*WHAT IS EXPECTED*
Copy each line below without leaving any out.

※

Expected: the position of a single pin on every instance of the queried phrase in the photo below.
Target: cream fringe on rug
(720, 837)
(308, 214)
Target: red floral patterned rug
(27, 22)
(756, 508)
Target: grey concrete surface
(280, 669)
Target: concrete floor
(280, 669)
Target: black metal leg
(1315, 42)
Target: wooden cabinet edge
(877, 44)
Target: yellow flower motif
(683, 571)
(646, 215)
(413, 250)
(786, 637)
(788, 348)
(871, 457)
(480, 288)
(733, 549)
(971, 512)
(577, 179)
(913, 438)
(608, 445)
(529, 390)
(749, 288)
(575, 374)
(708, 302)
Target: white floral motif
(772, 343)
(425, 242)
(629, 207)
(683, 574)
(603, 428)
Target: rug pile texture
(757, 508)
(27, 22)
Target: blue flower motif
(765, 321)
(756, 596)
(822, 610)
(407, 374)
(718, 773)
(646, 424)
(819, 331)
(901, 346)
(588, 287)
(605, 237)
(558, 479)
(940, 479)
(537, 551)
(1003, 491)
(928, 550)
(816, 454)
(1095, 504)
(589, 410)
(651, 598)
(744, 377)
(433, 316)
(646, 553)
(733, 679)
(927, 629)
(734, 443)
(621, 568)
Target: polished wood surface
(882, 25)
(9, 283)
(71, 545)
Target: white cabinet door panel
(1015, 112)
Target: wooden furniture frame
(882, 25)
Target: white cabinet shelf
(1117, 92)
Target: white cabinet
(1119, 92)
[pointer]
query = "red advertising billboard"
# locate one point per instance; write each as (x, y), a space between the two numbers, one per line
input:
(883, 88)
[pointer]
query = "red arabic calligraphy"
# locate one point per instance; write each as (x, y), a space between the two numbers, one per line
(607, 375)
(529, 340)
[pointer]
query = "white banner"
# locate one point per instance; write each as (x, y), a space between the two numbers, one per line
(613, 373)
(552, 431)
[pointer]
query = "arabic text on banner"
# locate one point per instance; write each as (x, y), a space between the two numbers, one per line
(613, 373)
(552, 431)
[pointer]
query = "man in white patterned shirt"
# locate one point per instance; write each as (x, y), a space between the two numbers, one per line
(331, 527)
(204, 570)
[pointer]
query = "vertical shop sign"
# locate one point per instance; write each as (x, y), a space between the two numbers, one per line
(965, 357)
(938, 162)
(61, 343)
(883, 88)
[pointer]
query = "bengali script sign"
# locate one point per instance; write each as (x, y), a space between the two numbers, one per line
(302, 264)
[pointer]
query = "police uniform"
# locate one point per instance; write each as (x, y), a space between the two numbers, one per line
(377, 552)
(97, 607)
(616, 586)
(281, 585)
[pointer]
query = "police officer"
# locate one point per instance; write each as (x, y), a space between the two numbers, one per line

※

*ANSWER TO THIS PROBLEM*
Expected: the position of a single pin on every instance of the queried phrase in the photo below.
Target: cream fringe on rug
(720, 837)
(308, 214)
Target: red floral patterned rug
(27, 22)
(756, 508)
Target: grey concrete surface
(280, 669)
Target: concrete floor
(280, 669)
Target: black metal leg
(1315, 42)
Target: wooden cabinet edge
(877, 44)
Target: yellow flower motif
(683, 571)
(646, 215)
(413, 250)
(786, 637)
(788, 348)
(871, 457)
(480, 288)
(733, 549)
(971, 512)
(577, 179)
(913, 438)
(608, 445)
(529, 390)
(749, 288)
(575, 374)
(708, 302)
Target: white floral motif
(772, 343)
(425, 242)
(629, 207)
(683, 574)
(603, 428)
Target: rug pile texture
(757, 508)
(27, 22)
Target: blue flower motif
(765, 321)
(756, 596)
(822, 610)
(407, 374)
(718, 773)
(646, 424)
(819, 331)
(901, 346)
(588, 287)
(605, 237)
(558, 479)
(940, 479)
(537, 551)
(1003, 491)
(928, 550)
(816, 454)
(1095, 504)
(589, 410)
(651, 598)
(744, 377)
(433, 316)
(646, 553)
(733, 679)
(927, 629)
(734, 443)
(621, 568)
Target: polished wood surface
(882, 25)
(9, 283)
(71, 545)
Target: white cabinet door panel
(1015, 112)
Target: wooden furniture frame
(882, 25)
Target: white cabinet shelf
(1117, 92)
Target: white cabinet
(1119, 92)
[pointer]
query = "red advertising billboard"
# locate one point per instance; write each as (x, y), a space between the two numbers, one per line
input:
(883, 88)
[pointer]
query = "red arabic calligraphy"
# locate one point per instance; write each as (x, y), a space between the two numbers, one per line
(607, 375)
(529, 340)
[pointer]
query = "white banner"
# locate one point per instance; write each as (x, y), a space between the two numbers, one per line
(613, 373)
(552, 431)
[pointer]
query = "arabic text on banner"
# locate one point per instance; write each as (x, y), a space between the two numbers, one per line
(613, 373)
(552, 431)
[pointer]
query = "man in white patterned shirt"
# locate one point per instance; write each as (x, y), a space between the two numbers, one per line
(331, 527)
(204, 570)
[pointer]
query = "vertical shop sign"
# locate one point per instance; write each as (x, y), a space between the two numbers, one per line
(965, 357)
(938, 162)
(61, 343)
(883, 88)
[pointer]
query = "bengali script sign"
# locate one point per instance; write each as (x, y), a space between the two numbers, one per line
(302, 264)
[pointer]
query = "police uniform"
# locate one point per instance; write each as (x, y), a space between the two numbers, one per line
(377, 552)
(97, 607)
(616, 586)
(281, 585)
[pointer]
query = "police officer"
# locate one point per instance; write each as (x, y), a space between the two numbers, one per line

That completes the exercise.